▶ [OBJECTIF] Dans la fiche sur Terre-Neuve-et-Labrador, relevez toutes les villes de la province dont le nombre d'habitants est donné, en indiquant ce nombre pour chacune.

CANADA
Terre-Neuve-et-Labrador
En bref
Rassemblant 1,3 % de la population et 1,3 % du PIB canadiens en 2023, Terre-Neuve-et-Labrador est une province de l’Est du Canada dont les principales activités économiques, notamment à l’export, relèvent de la mer (pétrole offshore, pêche). La façade maritime constitue ainsi un atout économique important tout comme son sous-sol, riche en minerais.
Dépendante des redevances pétrolières et victime des problèmes financiers de la construction du barrage hydroélectrique de Muskrat Falls, la province connait toutefois une situation financière difficile depuis plusieurs années. Le gouvernement provincial garde comme objectif d’établir des budgets permettant un assainissement des finances publiques avec un retour à l’équilibre budgétaire dès 2024-2025.
Chiffres clés
Présentation générale
Terre-Neuve-et-Labrador (TNL) est une province de l’Est canadien, limitrophe du Québec et du Nunavut, d’une superficie de 405 720 km2. Le détroit de Belle-Isle sépare la province en deux territoires, le Labrador et l’île de Terre-Neuve où est concentrée la majeure partie de l’activité et 92 % de la population. La province comprend un archipel de plus de 7 000 îles.
La population terre-neuvienne s’élève à 540 552 au premier trimestre de 2024. Terre-Neuve-et-Labrador est l’avant-dernière province canadienne par sa population (devant l’Ile-du-Prince-Edouard). La population de Terre-Neuve-et-Labrador était tendanciellement en baisse depuis 2016 (-10 000 habitants entre 2016 et début 2021).Toutefois, la population de la province a augmenté de 2,2 %, entre 2022 et 2024, soit plus de 11 000 habitants en deux ans. La capitale, St John’s, est la ville la plus peuplée de la province (agglomération de 215 000 habitants), suivie de Conception Bay South (26 000), de Mount Pearl (23 000 habitants) et de Paradise (21 000 habitants). Malgré la proximité géographique de la France (Saint-Pierre-et-Miquelon) et du Québec, le français n’est la langue maternelle que de 0,5 % de la population. La population autochtone représente une part importante de la population (4,7 %).
La façade maritime de Terre-Neuve-et-Labrador constitue un atout économique majeur. Cependant, l'économie de la province dépend de moins en moins de la pêche. En effet, bien que la pêche ait connu un fort rebond en 2021 après des années de déclin, ce secteur ne représente plus la principale source de revenus pour la province.
Terre-Neuve-et-Labrador exploite son potentiel fluvial pour produire de l'électricité en grande quantité, notamment grâce au barrage de Churchill Falls. Avec une puissance installée de 5 428,5 MW, Churchill Falls est la deuxième plus grande centrale souterraine au monde, juste après la centrale Robert-Bourassa située au nord du Québec.
Les gisements d'hydrocarbures off-shore représentent également une source de revenus importante pour la province. L'augmentation des prix du pétrole en 2021 a entraîné une hausse significative des revenus issus de ces exploitations. En 2023, les recettes liées à l'exploration pétrolière ont continué de croître, bien que la production globale de pétrole ait légèrement diminué.

▶ [EXTRAITS DES LIGNES]
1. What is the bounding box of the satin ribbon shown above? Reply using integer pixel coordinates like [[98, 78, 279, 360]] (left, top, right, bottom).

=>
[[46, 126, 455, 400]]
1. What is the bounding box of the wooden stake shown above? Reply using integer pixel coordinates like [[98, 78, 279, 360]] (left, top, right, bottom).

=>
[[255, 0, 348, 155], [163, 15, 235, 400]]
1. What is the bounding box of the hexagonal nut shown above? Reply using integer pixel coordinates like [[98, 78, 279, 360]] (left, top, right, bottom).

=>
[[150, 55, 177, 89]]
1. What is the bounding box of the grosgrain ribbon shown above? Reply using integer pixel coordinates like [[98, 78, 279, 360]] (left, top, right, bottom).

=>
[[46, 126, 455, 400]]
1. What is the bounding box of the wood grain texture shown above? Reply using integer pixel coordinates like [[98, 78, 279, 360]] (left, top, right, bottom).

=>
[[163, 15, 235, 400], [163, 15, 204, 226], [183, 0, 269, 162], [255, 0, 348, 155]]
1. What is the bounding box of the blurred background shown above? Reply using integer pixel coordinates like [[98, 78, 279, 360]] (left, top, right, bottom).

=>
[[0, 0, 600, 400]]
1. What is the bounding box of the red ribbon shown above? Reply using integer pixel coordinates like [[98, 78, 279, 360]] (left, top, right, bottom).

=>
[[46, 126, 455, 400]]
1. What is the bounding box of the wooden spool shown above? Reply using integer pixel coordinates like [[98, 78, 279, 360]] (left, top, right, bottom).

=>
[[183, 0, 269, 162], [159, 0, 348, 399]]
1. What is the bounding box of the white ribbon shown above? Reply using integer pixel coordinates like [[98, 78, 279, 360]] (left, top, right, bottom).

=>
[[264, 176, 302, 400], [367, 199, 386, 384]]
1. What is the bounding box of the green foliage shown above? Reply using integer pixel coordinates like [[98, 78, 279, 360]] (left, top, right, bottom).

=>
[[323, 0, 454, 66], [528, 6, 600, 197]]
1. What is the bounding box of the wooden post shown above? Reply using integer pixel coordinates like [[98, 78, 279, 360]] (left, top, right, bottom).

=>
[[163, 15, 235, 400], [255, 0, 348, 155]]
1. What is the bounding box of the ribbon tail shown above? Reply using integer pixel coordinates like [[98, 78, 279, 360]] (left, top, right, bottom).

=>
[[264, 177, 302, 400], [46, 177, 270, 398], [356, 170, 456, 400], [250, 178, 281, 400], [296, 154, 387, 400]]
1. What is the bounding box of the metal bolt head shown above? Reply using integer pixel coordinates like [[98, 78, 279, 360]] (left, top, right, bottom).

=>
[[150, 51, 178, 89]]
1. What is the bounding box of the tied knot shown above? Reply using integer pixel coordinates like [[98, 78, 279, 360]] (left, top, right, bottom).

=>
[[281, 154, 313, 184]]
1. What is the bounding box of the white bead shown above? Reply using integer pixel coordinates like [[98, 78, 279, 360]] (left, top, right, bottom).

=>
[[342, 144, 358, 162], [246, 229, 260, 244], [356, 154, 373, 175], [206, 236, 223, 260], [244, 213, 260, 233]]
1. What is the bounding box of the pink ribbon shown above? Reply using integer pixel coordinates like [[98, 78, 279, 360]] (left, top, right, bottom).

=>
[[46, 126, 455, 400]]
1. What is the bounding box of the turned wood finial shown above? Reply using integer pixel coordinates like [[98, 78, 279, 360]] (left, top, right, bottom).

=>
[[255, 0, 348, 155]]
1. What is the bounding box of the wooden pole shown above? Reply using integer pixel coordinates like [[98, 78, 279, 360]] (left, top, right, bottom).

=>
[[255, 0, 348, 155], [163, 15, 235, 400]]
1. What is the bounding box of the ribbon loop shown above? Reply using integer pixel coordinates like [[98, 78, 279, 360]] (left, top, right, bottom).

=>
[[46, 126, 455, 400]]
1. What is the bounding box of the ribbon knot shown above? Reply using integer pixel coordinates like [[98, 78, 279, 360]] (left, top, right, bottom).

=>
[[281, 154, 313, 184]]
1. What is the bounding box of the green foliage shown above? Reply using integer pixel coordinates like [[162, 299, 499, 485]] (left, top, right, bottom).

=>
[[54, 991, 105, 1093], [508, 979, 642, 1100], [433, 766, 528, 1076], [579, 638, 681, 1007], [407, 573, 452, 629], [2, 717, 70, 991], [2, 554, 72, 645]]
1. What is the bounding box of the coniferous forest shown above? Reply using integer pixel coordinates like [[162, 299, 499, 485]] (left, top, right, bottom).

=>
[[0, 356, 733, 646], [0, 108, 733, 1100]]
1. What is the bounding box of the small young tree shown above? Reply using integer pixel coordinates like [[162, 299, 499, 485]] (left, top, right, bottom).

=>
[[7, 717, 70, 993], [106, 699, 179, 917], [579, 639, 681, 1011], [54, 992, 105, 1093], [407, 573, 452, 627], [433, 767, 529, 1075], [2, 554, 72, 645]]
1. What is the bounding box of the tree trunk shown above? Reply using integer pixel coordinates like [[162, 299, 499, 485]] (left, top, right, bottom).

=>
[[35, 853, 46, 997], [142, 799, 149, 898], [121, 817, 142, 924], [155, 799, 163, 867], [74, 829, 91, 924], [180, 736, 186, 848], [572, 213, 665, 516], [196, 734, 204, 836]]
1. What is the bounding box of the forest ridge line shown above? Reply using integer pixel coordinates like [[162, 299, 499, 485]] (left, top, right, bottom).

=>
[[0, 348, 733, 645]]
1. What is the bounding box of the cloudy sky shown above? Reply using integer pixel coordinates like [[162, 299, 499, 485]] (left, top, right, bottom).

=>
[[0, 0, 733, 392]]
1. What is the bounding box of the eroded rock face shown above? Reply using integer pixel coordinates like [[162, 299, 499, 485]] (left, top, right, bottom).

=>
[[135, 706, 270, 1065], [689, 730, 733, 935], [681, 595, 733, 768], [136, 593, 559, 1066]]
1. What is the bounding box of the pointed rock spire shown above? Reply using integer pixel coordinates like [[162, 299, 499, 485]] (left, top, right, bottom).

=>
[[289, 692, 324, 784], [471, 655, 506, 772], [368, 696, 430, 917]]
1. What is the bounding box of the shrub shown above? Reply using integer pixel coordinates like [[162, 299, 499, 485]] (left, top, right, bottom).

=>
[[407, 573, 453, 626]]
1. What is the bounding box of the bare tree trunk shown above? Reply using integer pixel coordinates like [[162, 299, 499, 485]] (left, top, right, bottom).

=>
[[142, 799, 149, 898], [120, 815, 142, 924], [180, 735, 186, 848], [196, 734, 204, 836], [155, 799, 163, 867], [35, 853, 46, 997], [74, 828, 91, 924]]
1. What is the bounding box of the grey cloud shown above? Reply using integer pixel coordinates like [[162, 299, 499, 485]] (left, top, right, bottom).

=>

▶ [RÉSULTAT DE L'EXERCICE]
- St John's : 215 000 habitants (agglomération)
- Conception Bay South : 26 000
- Mount Pearl : 23 000 habitants
- Paradise : 21 000 habitants